## WRITTEN TASK
Give back only the lines from the one with "point: the clover-shaped" through the last line of the data, exactly as they appear.

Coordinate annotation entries
......

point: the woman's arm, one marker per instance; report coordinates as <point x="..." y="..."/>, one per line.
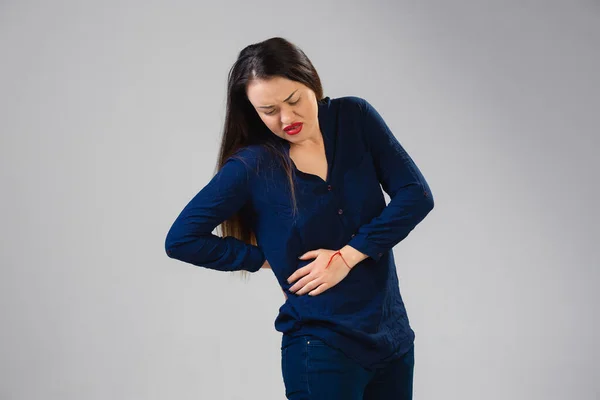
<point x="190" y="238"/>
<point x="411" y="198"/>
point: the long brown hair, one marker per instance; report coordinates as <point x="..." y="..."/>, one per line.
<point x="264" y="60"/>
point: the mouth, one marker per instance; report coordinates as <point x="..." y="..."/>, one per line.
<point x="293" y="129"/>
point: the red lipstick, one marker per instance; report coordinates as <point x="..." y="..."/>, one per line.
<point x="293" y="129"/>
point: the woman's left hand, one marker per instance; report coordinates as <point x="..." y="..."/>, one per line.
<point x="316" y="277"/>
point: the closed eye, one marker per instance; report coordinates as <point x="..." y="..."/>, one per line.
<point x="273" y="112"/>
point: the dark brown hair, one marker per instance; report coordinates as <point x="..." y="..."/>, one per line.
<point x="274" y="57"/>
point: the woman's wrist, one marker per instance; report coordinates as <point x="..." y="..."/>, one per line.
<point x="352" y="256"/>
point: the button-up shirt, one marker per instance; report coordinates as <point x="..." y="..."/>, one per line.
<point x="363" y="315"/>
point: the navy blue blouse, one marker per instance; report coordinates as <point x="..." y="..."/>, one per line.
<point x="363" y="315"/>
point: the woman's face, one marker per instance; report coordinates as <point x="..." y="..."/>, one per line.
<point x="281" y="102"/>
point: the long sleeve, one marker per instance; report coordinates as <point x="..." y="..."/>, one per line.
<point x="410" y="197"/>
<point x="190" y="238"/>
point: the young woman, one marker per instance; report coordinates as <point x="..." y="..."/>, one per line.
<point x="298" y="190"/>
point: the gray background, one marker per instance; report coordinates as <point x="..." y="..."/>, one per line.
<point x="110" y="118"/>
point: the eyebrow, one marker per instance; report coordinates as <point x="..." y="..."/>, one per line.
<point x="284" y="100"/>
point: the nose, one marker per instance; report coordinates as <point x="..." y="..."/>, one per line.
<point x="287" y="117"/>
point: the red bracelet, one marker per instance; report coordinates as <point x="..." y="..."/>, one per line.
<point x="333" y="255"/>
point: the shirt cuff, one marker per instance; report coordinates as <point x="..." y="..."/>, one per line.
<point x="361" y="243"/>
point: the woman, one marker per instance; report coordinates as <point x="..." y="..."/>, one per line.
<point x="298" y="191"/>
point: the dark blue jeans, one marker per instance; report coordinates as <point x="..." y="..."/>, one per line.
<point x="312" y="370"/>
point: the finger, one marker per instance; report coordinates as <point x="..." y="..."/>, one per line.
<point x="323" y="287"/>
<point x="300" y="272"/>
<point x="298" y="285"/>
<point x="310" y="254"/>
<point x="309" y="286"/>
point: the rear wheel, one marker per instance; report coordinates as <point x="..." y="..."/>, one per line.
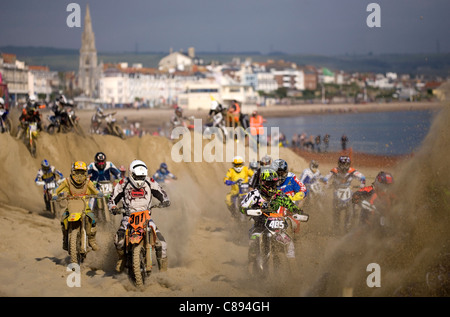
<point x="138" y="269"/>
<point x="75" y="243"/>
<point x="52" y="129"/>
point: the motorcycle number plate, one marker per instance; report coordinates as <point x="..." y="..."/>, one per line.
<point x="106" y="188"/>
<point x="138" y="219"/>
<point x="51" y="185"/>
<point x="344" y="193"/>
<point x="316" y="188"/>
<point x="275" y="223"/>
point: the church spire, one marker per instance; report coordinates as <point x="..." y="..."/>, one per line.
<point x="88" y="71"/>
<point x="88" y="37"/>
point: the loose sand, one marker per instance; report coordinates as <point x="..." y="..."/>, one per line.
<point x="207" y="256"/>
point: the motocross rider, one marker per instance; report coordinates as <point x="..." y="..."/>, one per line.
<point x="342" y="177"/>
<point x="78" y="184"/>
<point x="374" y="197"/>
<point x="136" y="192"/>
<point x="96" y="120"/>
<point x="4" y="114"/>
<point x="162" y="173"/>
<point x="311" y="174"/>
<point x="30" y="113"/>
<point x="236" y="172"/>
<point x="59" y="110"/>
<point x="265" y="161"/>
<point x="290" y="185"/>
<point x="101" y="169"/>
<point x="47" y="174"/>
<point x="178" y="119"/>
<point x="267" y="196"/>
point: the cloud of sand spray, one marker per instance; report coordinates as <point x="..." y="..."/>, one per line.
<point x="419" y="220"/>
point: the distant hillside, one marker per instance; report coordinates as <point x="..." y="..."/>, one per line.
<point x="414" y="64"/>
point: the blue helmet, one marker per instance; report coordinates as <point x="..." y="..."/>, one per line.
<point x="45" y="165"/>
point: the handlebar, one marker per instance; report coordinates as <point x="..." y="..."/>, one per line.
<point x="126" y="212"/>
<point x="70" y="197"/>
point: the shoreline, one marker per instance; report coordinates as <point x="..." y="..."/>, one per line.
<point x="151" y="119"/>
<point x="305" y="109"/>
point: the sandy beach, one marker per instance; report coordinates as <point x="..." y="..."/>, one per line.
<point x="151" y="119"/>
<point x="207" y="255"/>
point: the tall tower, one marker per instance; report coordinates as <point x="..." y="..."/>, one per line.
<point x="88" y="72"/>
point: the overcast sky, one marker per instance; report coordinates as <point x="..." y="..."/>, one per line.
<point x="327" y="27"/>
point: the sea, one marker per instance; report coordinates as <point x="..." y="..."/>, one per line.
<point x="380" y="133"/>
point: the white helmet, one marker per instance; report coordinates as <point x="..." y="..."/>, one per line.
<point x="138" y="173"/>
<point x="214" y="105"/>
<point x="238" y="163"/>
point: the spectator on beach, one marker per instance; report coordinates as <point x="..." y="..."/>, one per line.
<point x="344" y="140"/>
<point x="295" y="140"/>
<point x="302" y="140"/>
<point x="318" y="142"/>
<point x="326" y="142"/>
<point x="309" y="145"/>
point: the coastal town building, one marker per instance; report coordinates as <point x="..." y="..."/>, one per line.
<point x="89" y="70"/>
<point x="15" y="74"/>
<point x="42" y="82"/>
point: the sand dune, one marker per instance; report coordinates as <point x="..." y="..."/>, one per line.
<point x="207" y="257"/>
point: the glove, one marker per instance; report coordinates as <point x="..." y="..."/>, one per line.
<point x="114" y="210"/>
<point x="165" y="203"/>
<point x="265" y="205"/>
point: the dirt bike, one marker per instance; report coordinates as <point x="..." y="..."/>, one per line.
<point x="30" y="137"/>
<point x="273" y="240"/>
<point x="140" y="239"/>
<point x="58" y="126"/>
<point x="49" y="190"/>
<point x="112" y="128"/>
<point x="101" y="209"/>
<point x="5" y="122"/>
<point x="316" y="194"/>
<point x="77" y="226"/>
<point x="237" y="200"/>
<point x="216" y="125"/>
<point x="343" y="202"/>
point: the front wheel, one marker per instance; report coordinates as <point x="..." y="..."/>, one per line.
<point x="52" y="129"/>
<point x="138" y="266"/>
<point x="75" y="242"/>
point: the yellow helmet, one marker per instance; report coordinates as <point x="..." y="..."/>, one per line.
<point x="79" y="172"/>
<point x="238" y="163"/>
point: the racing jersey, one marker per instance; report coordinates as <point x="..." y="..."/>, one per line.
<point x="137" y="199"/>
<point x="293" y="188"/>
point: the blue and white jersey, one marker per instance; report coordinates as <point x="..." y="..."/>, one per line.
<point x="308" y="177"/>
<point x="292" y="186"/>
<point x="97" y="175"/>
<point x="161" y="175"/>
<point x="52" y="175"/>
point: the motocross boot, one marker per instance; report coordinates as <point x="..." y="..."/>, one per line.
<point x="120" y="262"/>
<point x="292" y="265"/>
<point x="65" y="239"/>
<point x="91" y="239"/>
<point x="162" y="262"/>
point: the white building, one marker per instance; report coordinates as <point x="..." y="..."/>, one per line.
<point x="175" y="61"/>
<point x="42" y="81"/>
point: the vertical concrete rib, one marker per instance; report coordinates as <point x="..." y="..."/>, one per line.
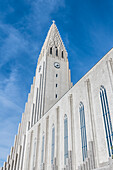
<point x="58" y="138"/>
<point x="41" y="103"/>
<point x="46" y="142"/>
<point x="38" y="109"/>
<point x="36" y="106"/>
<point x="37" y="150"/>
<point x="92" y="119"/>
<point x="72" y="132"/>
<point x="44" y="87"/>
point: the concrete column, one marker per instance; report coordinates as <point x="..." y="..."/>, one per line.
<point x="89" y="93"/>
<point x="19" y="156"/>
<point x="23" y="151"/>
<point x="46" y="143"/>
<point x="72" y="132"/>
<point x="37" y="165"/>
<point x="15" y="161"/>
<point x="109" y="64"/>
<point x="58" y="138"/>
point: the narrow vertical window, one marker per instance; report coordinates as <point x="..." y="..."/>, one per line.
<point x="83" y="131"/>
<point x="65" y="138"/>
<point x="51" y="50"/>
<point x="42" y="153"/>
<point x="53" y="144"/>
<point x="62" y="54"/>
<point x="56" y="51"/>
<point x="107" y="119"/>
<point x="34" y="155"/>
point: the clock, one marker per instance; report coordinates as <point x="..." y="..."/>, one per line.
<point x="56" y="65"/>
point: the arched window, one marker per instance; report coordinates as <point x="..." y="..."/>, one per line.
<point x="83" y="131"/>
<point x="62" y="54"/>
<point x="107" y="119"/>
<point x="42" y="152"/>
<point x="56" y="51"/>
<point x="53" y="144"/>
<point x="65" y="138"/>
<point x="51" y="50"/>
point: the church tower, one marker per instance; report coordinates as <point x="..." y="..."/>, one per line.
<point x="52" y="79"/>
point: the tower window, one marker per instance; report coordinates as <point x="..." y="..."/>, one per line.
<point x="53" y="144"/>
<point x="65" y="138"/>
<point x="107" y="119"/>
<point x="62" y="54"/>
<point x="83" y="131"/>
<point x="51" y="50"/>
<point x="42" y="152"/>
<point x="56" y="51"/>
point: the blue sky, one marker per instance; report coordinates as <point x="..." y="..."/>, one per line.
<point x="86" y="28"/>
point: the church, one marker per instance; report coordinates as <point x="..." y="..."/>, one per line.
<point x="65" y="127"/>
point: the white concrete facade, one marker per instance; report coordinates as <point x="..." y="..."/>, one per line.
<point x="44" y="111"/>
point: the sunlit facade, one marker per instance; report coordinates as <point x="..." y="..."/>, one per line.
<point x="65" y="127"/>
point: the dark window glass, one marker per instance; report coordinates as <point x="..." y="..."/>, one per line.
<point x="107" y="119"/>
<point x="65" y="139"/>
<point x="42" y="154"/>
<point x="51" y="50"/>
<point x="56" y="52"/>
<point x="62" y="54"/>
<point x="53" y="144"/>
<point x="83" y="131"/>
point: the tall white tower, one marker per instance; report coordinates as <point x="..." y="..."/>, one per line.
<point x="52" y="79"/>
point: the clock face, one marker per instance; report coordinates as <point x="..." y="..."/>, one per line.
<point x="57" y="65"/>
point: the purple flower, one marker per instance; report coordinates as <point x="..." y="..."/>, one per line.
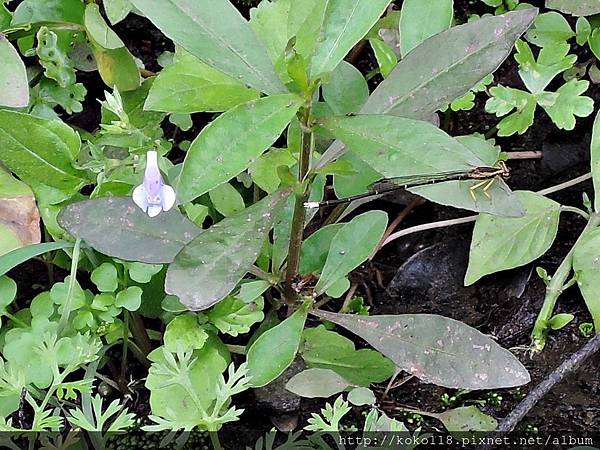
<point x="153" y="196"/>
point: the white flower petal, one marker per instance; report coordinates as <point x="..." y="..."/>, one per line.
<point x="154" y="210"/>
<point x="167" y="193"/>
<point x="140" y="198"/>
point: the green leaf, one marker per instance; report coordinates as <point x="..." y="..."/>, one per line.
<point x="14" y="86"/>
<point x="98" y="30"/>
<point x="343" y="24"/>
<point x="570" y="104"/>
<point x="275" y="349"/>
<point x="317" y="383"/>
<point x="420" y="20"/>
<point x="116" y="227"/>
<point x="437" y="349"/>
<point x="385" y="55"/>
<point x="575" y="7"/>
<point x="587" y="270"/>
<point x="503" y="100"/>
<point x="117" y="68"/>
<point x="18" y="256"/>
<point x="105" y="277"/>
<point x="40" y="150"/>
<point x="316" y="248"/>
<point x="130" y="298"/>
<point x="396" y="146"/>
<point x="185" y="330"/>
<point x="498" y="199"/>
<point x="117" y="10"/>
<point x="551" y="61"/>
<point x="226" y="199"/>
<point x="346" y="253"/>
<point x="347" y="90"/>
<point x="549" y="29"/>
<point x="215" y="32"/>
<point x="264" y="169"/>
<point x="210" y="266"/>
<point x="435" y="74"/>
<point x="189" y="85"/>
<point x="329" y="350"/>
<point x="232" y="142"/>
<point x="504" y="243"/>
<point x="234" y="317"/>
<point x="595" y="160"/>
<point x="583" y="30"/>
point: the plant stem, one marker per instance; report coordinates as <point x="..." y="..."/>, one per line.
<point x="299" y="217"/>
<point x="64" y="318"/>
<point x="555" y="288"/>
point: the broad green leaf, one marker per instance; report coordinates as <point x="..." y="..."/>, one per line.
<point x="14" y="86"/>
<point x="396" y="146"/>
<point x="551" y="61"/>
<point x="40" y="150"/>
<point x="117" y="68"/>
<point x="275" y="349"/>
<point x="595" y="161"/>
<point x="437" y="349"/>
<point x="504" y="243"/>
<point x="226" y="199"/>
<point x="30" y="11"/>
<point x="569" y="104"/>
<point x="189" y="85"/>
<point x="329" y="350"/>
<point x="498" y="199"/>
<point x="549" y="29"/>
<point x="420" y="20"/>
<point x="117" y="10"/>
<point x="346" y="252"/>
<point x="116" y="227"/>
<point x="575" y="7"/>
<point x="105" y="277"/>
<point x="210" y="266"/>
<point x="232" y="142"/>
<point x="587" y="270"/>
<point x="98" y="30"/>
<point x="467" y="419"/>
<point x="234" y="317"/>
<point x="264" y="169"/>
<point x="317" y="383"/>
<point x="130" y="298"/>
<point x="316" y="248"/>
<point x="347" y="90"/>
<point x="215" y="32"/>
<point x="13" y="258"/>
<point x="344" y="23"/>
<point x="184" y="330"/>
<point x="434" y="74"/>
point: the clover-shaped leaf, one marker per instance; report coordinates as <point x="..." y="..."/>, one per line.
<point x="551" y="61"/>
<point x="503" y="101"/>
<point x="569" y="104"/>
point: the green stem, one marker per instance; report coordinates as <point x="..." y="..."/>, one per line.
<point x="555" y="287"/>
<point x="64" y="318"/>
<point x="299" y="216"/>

......

## THE REPLY
point: the clover-shaped leaf, one marker per instance; report coordinates as <point x="..." y="..."/>, one per line.
<point x="551" y="61"/>
<point x="503" y="101"/>
<point x="569" y="104"/>
point: the green stem, one marker per instance; report coordinates as <point x="..." y="..."/>, one per line.
<point x="555" y="287"/>
<point x="64" y="318"/>
<point x="299" y="216"/>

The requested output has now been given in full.